START Passage

Renters from the Northeast, California and Washington state have been flocking to Sun Belt markets and driving up those rents, while the number of tenants opting not to renew leases in favor of buying a home keeps dropping, according to one of the country’s largest apartment owners.
MAA, the largest publicly traded U.S. real estate investment trust, said its properties in Nashville, Tennessee; Tampa, Florida; Charleston, South Carolina; and Phoenix, Arizona, were the top destinations for new tenants. The Memphis, Tennessee-based firm said in a report that its new renters were mostly moving from Illinois, primarily the Chicago area; New Jersey; New York; Washington state; Massachusetts; and California over the 12 months ended March 31.
The data confirms trends the industry has been seeing as people leave high-costs states for less expensive ones and as rising home prices keep renters in place. Both trends have been good for Sun Belt apartment markets.
“Leasing traffic remains high, solid job growth, accelerating migration trends to our Sun Belt markets and the higher pricing hurdles for single-family ownership continue to fuel strong demand for apartment housing,” Eric Bolton, MAA’s CEO, told investors back in April on its first-quarter earnings call. “Almost 14% of the new leases we wrote in the first quarter came from move-ins relocating" to the Sun Belt, which is nearly 2 percentage points higher than the first quarter of last year.
MAA is the second-largest owner of apartment units in the country behind Starwood Capital Group, based on the National Multifamily Housing Council's 2022 ranking.
Renters from Chicago mostly moved to Nashville, the Dallas-Fort Worth region and Columbia, South Carolina, MAA reported. Those leaving Washington state headed to Phoenix, Dallas-Fort Worth and greater Washington, D.C. MAA owns a property in Arlington County, Virginia, near where Seattle-based Amazon is building its East Coast headquarters that is expected to eventually employ 25,000 people.

END Passage

### Your tasks
a - Please answer these from the article on Sun Belt rentals:
(i) In which four cities were MAA's properties the top destinations for new tenants?
(ii) Which company ranks ahead of MAA as the largest owner of apartment units in the country?
(iii) Where did renters leaving Chicago mostly move?
b - Resume the article on Sun Belt rentals after its final sentence.

START Entries supplied

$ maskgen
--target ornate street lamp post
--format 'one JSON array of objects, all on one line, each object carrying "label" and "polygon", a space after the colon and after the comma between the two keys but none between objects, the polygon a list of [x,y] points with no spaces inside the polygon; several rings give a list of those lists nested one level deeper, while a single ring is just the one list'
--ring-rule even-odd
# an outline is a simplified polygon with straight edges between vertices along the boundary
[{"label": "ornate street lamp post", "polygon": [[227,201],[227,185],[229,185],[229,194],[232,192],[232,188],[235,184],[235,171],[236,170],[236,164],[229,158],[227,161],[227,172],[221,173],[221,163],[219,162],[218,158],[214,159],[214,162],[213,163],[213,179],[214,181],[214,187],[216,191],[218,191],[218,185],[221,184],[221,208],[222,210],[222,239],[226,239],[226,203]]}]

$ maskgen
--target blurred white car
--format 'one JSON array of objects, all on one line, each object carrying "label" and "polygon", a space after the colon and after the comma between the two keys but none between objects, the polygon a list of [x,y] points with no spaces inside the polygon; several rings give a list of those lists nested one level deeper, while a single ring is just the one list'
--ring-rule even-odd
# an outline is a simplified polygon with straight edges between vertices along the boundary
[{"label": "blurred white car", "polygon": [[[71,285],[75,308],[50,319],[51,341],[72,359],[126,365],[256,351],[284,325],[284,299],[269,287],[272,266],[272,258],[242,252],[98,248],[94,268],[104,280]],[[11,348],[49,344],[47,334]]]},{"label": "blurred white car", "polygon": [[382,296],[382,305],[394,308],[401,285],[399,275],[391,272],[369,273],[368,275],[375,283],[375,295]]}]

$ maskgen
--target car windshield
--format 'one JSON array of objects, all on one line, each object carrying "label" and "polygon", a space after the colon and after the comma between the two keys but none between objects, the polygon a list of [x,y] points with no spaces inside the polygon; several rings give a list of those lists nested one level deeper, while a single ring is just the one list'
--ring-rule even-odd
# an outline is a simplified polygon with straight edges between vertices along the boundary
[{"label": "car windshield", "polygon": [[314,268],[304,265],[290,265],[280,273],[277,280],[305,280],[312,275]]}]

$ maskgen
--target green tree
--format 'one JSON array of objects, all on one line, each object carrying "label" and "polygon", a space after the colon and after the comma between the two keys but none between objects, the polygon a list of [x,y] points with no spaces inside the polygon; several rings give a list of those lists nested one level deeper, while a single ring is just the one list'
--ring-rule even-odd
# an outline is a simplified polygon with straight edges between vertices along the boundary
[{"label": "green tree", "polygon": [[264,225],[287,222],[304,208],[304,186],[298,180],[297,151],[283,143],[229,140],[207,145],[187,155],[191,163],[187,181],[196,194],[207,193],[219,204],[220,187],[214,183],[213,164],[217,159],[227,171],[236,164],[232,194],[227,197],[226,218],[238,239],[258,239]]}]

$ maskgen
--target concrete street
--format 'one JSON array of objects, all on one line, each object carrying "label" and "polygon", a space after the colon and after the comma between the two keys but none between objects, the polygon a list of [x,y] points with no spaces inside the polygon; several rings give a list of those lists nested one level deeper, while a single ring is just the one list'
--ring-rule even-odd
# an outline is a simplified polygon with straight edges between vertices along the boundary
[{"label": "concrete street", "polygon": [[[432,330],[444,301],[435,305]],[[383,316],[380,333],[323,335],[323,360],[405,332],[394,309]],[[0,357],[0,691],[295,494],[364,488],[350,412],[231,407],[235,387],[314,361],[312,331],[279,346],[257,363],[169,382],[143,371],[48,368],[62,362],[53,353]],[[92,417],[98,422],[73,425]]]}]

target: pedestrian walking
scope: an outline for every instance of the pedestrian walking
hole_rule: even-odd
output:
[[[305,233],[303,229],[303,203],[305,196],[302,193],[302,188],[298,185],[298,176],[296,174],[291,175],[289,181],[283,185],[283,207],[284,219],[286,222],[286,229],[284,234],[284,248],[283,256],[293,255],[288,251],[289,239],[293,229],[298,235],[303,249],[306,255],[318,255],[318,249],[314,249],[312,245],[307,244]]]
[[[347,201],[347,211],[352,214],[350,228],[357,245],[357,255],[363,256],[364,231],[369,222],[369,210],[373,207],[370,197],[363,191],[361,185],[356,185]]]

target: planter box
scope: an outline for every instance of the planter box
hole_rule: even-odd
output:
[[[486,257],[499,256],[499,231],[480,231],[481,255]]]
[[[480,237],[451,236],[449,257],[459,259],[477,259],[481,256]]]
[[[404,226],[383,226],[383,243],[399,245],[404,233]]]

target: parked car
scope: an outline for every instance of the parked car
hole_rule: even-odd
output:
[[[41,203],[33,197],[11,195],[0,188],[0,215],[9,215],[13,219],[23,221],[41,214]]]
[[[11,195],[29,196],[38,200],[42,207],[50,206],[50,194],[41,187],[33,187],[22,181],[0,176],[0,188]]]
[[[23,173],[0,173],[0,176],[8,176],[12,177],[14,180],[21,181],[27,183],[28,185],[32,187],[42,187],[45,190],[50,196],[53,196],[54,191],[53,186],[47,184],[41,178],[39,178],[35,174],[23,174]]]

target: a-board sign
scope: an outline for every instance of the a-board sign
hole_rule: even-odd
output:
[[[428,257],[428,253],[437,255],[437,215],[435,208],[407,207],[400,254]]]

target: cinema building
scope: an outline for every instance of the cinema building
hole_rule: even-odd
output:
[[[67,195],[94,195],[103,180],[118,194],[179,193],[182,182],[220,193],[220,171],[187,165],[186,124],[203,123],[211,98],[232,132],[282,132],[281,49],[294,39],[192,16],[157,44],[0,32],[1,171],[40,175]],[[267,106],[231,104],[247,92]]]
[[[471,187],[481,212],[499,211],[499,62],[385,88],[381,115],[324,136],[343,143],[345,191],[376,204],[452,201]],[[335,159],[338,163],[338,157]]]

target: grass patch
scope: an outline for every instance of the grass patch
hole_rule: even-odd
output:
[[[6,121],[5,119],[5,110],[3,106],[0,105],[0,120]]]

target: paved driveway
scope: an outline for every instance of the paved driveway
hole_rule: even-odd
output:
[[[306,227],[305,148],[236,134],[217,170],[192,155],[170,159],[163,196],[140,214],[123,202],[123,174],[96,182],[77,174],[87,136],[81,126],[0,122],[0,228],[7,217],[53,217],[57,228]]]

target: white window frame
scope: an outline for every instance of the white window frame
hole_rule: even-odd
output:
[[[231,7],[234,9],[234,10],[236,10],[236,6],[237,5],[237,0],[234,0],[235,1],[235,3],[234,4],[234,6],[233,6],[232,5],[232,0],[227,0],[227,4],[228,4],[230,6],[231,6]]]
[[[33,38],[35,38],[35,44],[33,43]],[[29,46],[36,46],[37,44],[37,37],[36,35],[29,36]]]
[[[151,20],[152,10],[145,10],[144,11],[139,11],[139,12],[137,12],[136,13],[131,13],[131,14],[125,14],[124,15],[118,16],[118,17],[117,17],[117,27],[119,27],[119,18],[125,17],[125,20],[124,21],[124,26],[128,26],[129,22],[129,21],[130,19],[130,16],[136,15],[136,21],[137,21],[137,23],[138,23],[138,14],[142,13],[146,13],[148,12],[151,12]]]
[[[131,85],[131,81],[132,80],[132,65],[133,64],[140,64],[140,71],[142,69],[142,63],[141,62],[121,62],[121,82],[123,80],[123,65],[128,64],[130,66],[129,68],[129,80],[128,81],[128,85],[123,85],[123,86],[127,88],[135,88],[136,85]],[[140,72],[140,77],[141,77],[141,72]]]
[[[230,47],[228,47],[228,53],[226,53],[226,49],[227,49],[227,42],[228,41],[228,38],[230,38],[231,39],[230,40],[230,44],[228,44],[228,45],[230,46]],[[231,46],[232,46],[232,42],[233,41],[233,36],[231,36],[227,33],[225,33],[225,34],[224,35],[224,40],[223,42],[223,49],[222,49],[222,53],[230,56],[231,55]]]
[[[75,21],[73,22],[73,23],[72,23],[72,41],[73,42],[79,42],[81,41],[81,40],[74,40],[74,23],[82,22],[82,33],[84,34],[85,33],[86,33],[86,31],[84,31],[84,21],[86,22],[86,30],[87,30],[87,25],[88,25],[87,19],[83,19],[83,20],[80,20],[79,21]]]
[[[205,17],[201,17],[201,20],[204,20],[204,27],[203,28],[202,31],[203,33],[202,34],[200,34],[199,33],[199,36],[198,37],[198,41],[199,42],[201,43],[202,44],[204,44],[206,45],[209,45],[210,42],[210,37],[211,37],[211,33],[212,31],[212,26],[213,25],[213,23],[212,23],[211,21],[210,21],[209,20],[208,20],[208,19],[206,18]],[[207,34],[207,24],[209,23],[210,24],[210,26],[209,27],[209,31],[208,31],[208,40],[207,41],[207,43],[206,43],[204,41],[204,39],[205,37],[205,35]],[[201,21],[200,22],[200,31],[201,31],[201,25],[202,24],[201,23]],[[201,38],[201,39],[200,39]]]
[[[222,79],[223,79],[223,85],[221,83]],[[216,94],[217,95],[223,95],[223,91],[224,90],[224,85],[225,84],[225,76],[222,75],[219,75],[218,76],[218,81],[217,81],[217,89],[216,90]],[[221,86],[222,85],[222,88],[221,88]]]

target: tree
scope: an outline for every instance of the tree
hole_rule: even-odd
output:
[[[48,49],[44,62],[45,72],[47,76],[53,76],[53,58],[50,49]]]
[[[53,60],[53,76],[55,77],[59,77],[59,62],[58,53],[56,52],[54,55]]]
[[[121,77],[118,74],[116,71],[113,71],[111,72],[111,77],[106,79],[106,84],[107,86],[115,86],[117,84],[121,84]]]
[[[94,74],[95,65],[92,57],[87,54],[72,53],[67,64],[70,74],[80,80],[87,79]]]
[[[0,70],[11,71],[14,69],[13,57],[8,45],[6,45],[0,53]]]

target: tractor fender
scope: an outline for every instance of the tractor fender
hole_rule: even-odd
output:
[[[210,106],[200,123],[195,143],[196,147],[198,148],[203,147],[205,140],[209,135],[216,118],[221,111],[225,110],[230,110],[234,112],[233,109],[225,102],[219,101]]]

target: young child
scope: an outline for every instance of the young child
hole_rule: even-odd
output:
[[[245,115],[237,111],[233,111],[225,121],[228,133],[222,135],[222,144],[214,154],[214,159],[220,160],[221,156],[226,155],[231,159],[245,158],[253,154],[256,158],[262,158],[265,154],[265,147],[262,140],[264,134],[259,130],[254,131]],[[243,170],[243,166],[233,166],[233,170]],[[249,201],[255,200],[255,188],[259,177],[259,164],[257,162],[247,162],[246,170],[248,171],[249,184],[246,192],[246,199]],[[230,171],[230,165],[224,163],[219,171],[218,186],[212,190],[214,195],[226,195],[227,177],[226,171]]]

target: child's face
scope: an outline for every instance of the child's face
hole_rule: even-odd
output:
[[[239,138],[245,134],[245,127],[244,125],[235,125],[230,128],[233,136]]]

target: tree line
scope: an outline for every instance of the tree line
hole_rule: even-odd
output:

END Entries supplied

### Activity answers
a -
(i) Nashville, Tennessee; Tampa, Florida; Charleston, South Carolina; and Phoenix, Arizona.
(ii) Starwood Capital Group.
(iii) Nashville, the Dallas-Fort Worth region, and Columbia, South Carolina.

b -
Relocations
Massachusetts renters went to Charlotte, North Carolina, or several cities in Florida, as did people from New York and New Jersey. Charleston drew from New York and New Jersey as well.
The REIT reported that Texas is a top destination for Californians, notably Dallas-Fort Worth and Austin, where the top profession of its renters in both areas is in the technology sector. Austin, in particular, has become a major technology hub where Fortune 500 companies have been relocating their headquarters or expanding their existing hubs, including Oracle, Tesla, Apple and Facebook.
Following jobs, though, isn’t the sole reason renters are leaving California. New remote working trends stemming from the pandemic have also helped.
“The rise of remote working has severed the traditional bond between the need to live where your job was located,” said Jay Lybik, CoStar’s national director of market analytics. “Lower cost of living metros have thus reaped increased migration of higher income households that in the past were unable to make the move to these cheaper locations due to lack of comparable employment.”
According to MAA, the average annual income among its renters in its top 10 markets increased 16% to $84,682 in the first quarter compared to the same time last year.
MAA's renters moving out for single-family homes declined over the previous year through the first quarter to push MAA’s turnover rate to a historic low, the REIT said in its presentation.
That has mirrored rising home prices over the past year but also home mortgage interest rates soaring in the first quarter. The result is that MAA has been able to increase rents, projecting that it will be able to raise rents 11% to 13% this year, compared to 5.2% last year.